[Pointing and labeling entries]
§
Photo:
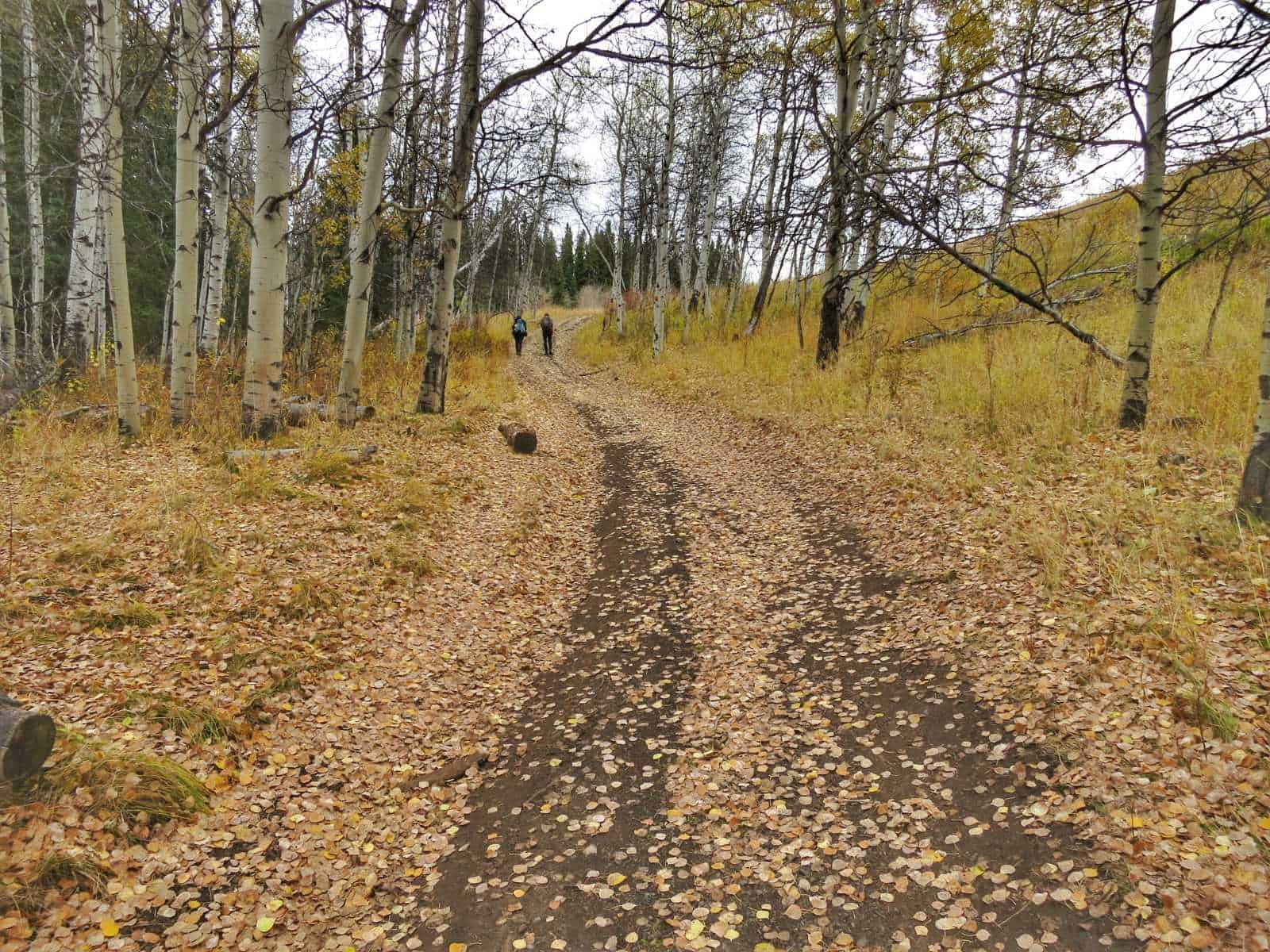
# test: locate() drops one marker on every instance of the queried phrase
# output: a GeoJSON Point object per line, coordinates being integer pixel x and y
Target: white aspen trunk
{"type": "Point", "coordinates": [619, 296]}
{"type": "Point", "coordinates": [1255, 486]}
{"type": "Point", "coordinates": [718, 145]}
{"type": "Point", "coordinates": [217, 253]}
{"type": "Point", "coordinates": [768, 235]}
{"type": "Point", "coordinates": [99, 292]}
{"type": "Point", "coordinates": [849, 61]}
{"type": "Point", "coordinates": [444, 127]}
{"type": "Point", "coordinates": [895, 60]}
{"type": "Point", "coordinates": [664, 201]}
{"type": "Point", "coordinates": [84, 264]}
{"type": "Point", "coordinates": [262, 374]}
{"type": "Point", "coordinates": [361, 266]}
{"type": "Point", "coordinates": [8, 306]}
{"type": "Point", "coordinates": [432, 391]}
{"type": "Point", "coordinates": [190, 69]}
{"type": "Point", "coordinates": [117, 267]}
{"type": "Point", "coordinates": [31, 148]}
{"type": "Point", "coordinates": [1142, 330]}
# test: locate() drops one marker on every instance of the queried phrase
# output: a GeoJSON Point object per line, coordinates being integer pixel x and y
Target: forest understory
{"type": "Point", "coordinates": [270, 683]}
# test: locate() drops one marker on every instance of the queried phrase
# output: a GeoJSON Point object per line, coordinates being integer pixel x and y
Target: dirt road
{"type": "Point", "coordinates": [725, 759]}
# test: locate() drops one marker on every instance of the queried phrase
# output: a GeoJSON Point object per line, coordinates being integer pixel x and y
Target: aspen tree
{"type": "Point", "coordinates": [117, 263]}
{"type": "Point", "coordinates": [1151, 209]}
{"type": "Point", "coordinates": [86, 264]}
{"type": "Point", "coordinates": [8, 309]}
{"type": "Point", "coordinates": [361, 266]}
{"type": "Point", "coordinates": [190, 67]}
{"type": "Point", "coordinates": [262, 376]}
{"type": "Point", "coordinates": [31, 171]}
{"type": "Point", "coordinates": [662, 268]}
{"type": "Point", "coordinates": [432, 391]}
{"type": "Point", "coordinates": [217, 253]}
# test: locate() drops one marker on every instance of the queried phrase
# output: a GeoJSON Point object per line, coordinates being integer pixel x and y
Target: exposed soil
§
Aim: Copy every entry word for word, but omit the pictures.

Correct answer:
Photo:
# test: locate() drops one marker on every instance of the queried phrase
# output: a GeoJSON Point object per line, coordinates being integer pixel x and y
Target: white aspen trunk
{"type": "Point", "coordinates": [619, 296]}
{"type": "Point", "coordinates": [1255, 486]}
{"type": "Point", "coordinates": [718, 145]}
{"type": "Point", "coordinates": [217, 253]}
{"type": "Point", "coordinates": [768, 235]}
{"type": "Point", "coordinates": [99, 292]}
{"type": "Point", "coordinates": [849, 61]}
{"type": "Point", "coordinates": [444, 127]}
{"type": "Point", "coordinates": [895, 60]}
{"type": "Point", "coordinates": [664, 201]}
{"type": "Point", "coordinates": [84, 264]}
{"type": "Point", "coordinates": [262, 374]}
{"type": "Point", "coordinates": [361, 266]}
{"type": "Point", "coordinates": [8, 306]}
{"type": "Point", "coordinates": [432, 391]}
{"type": "Point", "coordinates": [190, 69]}
{"type": "Point", "coordinates": [117, 267]}
{"type": "Point", "coordinates": [31, 148]}
{"type": "Point", "coordinates": [1142, 330]}
# test: locate() drops one marker on every instance of the queried phrase
# output: a GeoJSON Point object per line, coordinates being integer pixel x and y
Target: forest understory
{"type": "Point", "coordinates": [270, 683]}
# test: locate() drops one marker on every instance of the queried phrase
# output: a GeoJSON Point object per line, coordinates being integer pixel x and y
Target: dirt road
{"type": "Point", "coordinates": [725, 759]}
# test: locate() drops one marker on every instance of the queried phrase
# output: a GeoJSON Point object per line, coordinates being integer pixel x and y
Target: aspen tree
{"type": "Point", "coordinates": [117, 263]}
{"type": "Point", "coordinates": [1151, 209]}
{"type": "Point", "coordinates": [86, 264]}
{"type": "Point", "coordinates": [8, 309]}
{"type": "Point", "coordinates": [361, 266]}
{"type": "Point", "coordinates": [190, 67]}
{"type": "Point", "coordinates": [262, 376]}
{"type": "Point", "coordinates": [31, 171]}
{"type": "Point", "coordinates": [662, 268]}
{"type": "Point", "coordinates": [432, 391]}
{"type": "Point", "coordinates": [217, 253]}
# test: locate() drops one marker on every instance of the queried phrase
# output: a GeoJSON Point object per line, coordinates being integer pixel x and y
Target: exposed soil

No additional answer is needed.